> **Source passage**
################
Fingolimod (Gilenya) Shown to Benefit Neurons as Well as Immune System
The immune system-suppressing multiple sclerosis (MS) drug fingolimod (Gilenya) also has potentially beneficial effects on the nervous system, according to a recent study, “The multiple sclerosis drug fingolimod (FTY720) stimulates neuronal gene expression, axonal growth and regeneration.“ The article appeared online March 12 in an early version of the journal Experimental Neurology.
Fingolimod is a relatively new medication for MS, and researchers designed the drug to target the immune system. In MS, the immune system is overactive and damages myelin, the substance that wraps around neurons and allows them to communicate efficiently. Increasing evidence suggests that neurons are also damaged, and that the axons that extend from these brain cells and connect them to one another may be lost. Clinical trials on fingolimod have shown that the drug reduces the rate of relapses in relapsing-remitting multiple sclerosis (RRMS) patients by approximately 50 percent over two years.
Sofia Anastasiadou and Bernd Knöll from the Institute of Physiological Chemistry, Ulm University, Germany, explored the possibility that fingolimod has additional effects on the nervous system, which may complement its influence on suppressing the immune system.
The researchers grew mouse neurons in a dish (in vitro) that had been taken from a region of the brain that controls movement, known as the cerebellum. They then added fingolimod to the cells and looked for changes in neurons, using a variety of standard laboratory measurements.
The team observed that fingolimod had several different effects on neuron growth. It caused extensions — known as neurites — to grow from the cells, and increased several molecules that indicate axon growth.
To understand whether fingolimod might not only influence the development of neurons but also repair the damaged nervous system, researchers next gave the drug to mice with a damaged facial nerve. Fingolimod improved the regeneration of axons in the facial nerve, and its actions seemed to depend on the activation of a transcription factor (gene regulating molecule) called serum response factor (SRF), which is known to protect neurons.
The authors concluded, “[Fingolimod] is now a routinely employed drug to treat multiple sclerosis. So far, [fingolimod]’s mode of action was believed to mainly involve sequestration of auto-reactive immune cells in lymph nodes. In this study, we demonstrate that [fingolimod] has direct actions on neurons including stimulation of a neuronal-plasticity associated gene.”
Fingolimod may have more beneficial effects in MS than previously believed, and could potentially be used to treat other neurological diseases or nervous system injuries.
################
> **Recorded information**
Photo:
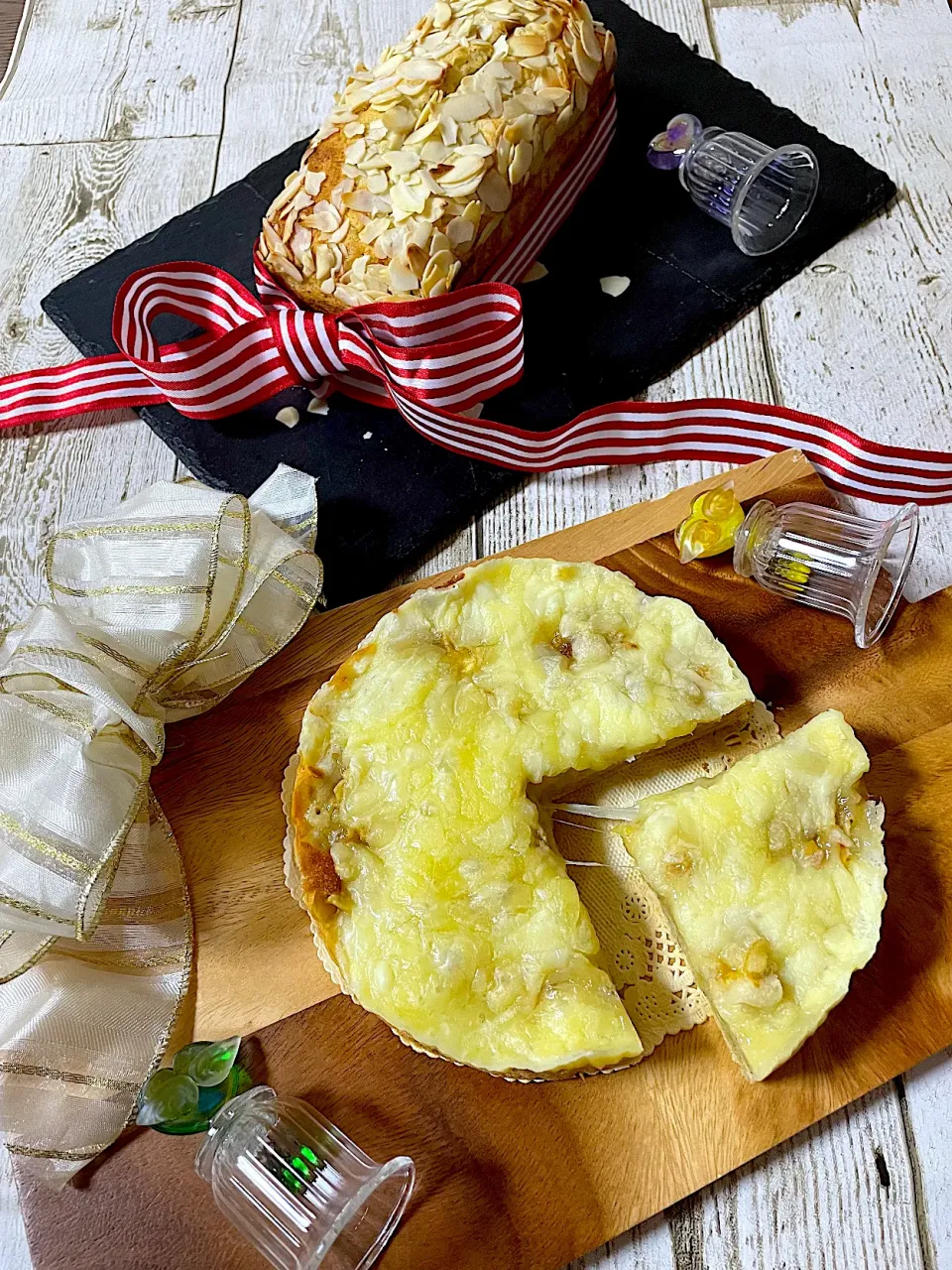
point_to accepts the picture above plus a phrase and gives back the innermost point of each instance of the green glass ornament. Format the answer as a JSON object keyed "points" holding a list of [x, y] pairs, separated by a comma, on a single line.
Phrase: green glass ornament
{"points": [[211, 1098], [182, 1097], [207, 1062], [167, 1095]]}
################
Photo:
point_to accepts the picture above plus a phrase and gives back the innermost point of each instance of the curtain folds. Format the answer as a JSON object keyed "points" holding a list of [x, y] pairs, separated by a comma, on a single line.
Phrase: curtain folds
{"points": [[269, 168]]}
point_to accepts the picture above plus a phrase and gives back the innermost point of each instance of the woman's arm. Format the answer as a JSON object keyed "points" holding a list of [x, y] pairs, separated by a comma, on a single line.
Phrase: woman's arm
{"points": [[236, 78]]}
################
> **Brief**
Render this sentence from the fingolimod article above into Spanish: "The team observed that fingolimod had several different effects on neuron growth."

> **Your solution**
El equipo observó que el fingolimod tenía varios efectos distintos sobre el crecimiento neuronal.